Output the data below verbatim, from its first line through the line that contains "67), (107, 67)]", with both of those lines included.

━━━━━ INFORMATION SHOWN

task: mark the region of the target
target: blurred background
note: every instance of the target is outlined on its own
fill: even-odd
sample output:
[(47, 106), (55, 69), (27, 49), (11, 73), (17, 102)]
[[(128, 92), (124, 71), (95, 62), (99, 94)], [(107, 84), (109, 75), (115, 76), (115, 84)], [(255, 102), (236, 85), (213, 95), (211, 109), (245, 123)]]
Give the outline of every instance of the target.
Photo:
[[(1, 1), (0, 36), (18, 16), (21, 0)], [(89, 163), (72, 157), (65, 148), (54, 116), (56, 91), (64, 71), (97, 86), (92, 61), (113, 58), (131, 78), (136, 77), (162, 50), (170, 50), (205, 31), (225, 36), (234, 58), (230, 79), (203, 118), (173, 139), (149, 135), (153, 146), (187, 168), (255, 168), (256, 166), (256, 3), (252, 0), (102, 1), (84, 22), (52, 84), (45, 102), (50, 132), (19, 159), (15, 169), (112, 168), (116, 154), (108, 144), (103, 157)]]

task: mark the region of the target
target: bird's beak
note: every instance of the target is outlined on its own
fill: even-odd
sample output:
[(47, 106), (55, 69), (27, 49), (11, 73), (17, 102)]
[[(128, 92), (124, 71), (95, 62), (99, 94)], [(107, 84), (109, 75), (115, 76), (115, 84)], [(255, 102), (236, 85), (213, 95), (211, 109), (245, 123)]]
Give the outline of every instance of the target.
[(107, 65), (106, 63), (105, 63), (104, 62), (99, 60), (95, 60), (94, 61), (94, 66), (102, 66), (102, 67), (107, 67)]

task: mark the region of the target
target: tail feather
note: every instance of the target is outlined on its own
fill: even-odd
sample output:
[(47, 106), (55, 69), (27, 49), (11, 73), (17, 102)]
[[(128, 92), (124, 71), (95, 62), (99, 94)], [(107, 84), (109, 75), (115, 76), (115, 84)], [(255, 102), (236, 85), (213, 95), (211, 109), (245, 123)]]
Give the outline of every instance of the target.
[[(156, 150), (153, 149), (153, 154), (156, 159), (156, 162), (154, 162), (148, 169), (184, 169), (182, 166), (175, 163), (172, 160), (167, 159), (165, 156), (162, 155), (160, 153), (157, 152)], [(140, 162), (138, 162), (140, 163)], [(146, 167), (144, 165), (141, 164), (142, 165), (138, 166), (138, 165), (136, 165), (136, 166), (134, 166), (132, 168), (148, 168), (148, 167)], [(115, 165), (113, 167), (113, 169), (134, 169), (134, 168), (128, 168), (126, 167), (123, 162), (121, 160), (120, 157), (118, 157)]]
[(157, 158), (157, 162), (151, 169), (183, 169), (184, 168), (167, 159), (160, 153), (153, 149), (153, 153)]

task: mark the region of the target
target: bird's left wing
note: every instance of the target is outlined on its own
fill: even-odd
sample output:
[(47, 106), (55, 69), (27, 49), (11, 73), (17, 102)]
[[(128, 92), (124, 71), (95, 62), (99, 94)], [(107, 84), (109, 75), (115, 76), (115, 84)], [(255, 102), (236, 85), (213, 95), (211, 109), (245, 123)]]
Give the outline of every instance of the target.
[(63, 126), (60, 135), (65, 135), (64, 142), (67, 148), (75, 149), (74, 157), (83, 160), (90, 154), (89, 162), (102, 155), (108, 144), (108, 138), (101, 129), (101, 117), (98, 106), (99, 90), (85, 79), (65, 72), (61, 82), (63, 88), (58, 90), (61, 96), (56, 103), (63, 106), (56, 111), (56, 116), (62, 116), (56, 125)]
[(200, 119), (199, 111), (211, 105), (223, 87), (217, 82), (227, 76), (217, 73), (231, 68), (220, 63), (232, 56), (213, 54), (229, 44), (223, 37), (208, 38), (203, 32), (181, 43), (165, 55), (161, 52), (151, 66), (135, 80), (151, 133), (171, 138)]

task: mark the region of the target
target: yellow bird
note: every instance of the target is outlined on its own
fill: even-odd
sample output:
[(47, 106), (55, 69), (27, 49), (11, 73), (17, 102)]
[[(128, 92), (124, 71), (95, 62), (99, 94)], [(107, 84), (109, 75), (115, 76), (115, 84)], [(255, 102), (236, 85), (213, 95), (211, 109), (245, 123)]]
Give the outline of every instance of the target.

━━━━━━━━━━

§ **SOLUTION FOR THIS TASK**:
task: mark the region of the target
target: blurred background
note: every instance of the target is outlined on its own
fill: even-odd
sample output:
[(47, 106), (55, 69), (27, 49), (11, 73), (17, 102)]
[[(128, 92), (124, 71), (95, 62), (99, 94)], [(107, 84), (109, 75), (115, 76), (115, 84)], [(255, 102), (236, 85), (213, 95), (211, 109), (245, 123)]]
Give the outline of every instance of the target.
Photo:
[[(1, 1), (0, 36), (18, 16), (21, 0)], [(89, 163), (72, 157), (65, 148), (54, 116), (56, 91), (64, 71), (97, 86), (92, 61), (113, 58), (131, 78), (136, 77), (162, 50), (170, 50), (205, 31), (225, 36), (234, 58), (230, 79), (203, 118), (173, 139), (149, 135), (153, 146), (187, 168), (255, 168), (256, 166), (256, 3), (252, 0), (102, 1), (84, 22), (52, 84), (45, 102), (50, 132), (19, 159), (15, 169), (112, 168), (116, 154), (108, 144), (103, 157)]]

task: mark the region of the target
target: bird's beak
note: every instance of the target is outlined on its own
fill: even-odd
sample output:
[(47, 106), (55, 69), (27, 49), (11, 73), (17, 102)]
[[(128, 92), (124, 71), (95, 62), (99, 94)], [(107, 84), (109, 75), (115, 76), (115, 84)], [(255, 102), (236, 85), (213, 95), (211, 109), (245, 123)]]
Give the outline of every instance of the target.
[(107, 65), (106, 63), (105, 63), (104, 62), (99, 60), (95, 60), (94, 61), (94, 66), (102, 66), (102, 67), (107, 67)]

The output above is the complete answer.